* [Problem requirements]: Carry on the post about the federal Family and Medical Leave Act from the point where it ends.

* [Page extract]:
= = = = = = =

The federal Family and Medical Leave Act (FMLA) of 1993 allows employees at companies of 50 employees or more to keep their benefits while taking an unpaid leave to care for their own serious medical condition, that of a child, parent or spouse, or to care and bond with a newborn child or child newly adopted or newly placed in their foster care.
Now 25 years old, the law has been a big step in preserving stability for families facing illness. Employers should be well familiar with its details. Employees certainly are. More of them are filing suit in federal court when they feel their rights have been violated by misapplication of the law.
While pregnancy leave in California is also covered by the California Family Rights Act (CFRA), this post covers leaves under the federal law. There are three components for eligibility: companies must have 50 employees or more, that work in locations within 75 miles. To take advantage of a leave, the employee needs to have worked for 12 months in the preceding seven years, and at least 1,250 hours in the proceeding 12 months. Under this calculation, many part-time employees qualify for FMLA, something some employers tend to overlook, thinking it only applies to full-time employees. Even if employees do not receive health care benefits (which remain in force during the unpaid leave), part-time employees can take advantage of the law to ensure they can return to their jobs when their leave expires.

= = = = = = =

* [Given information]:
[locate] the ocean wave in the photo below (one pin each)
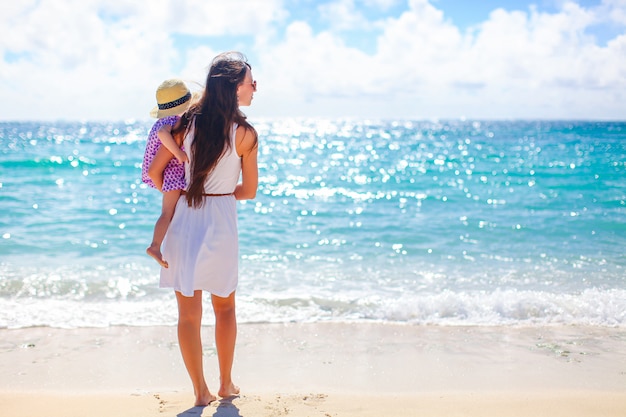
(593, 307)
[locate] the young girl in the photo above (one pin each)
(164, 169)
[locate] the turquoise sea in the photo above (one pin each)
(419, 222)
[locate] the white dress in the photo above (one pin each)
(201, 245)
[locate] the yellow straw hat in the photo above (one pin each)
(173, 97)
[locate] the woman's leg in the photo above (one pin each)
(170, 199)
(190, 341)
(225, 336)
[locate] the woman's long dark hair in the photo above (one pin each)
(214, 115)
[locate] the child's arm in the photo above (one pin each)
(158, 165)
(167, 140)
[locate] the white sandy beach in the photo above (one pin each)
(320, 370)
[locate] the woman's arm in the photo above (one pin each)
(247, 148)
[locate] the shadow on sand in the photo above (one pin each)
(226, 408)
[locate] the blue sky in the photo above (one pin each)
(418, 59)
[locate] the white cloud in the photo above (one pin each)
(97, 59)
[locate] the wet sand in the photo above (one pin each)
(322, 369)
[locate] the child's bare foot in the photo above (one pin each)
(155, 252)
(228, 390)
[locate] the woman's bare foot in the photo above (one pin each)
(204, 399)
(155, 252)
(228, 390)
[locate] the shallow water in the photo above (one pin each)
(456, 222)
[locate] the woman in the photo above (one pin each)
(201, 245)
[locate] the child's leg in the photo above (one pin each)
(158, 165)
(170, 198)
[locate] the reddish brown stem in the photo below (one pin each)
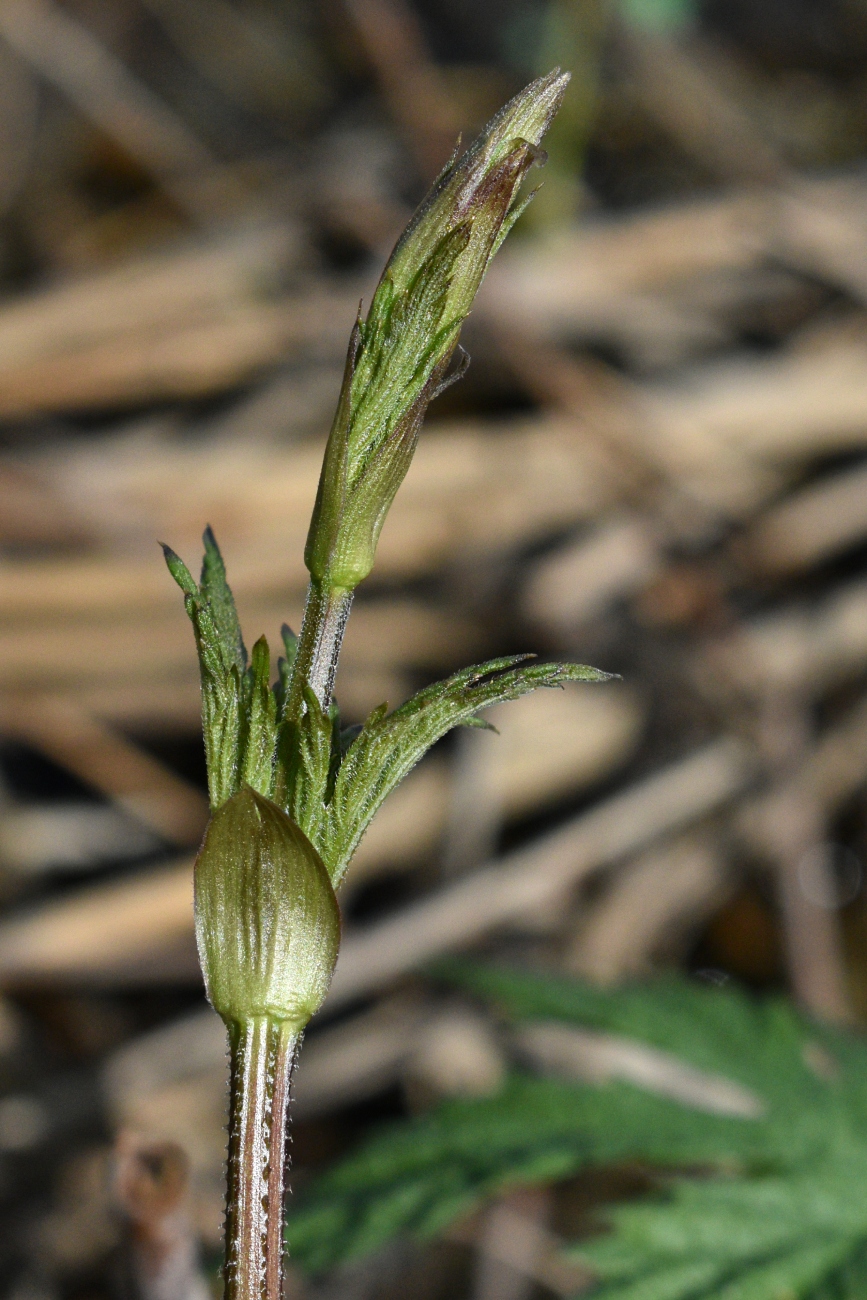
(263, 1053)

= = = = = = =

* [Task response]:
Employers can and should ask employees to complete a certification process. That is, they can require that a physician fill out a form attesting to the employee’s illness or incapacitation, or that of the family member they are caring for. This can and should be an innocuous document; it doesn’t need to detail a specific medical condition, and no medical records are required to be submitted to the employer.
Things can get tricky when an employee has existing sick leave, vacation time, or paid time off (PTO). The law permits an employee to elect, or the employer to require the employee, to use accrued paid vacation leave, paid sick or family leave for some or all of the FMLA leave period.
Employers should outline their specific policy regarding FMLA in its employee handbook. Employees considering leave should be encouraged to first discuss the topic with HR, rather than their manager, as HR professionals will likely better understand the law and can guide both employee and manager in structuring and approving leaves.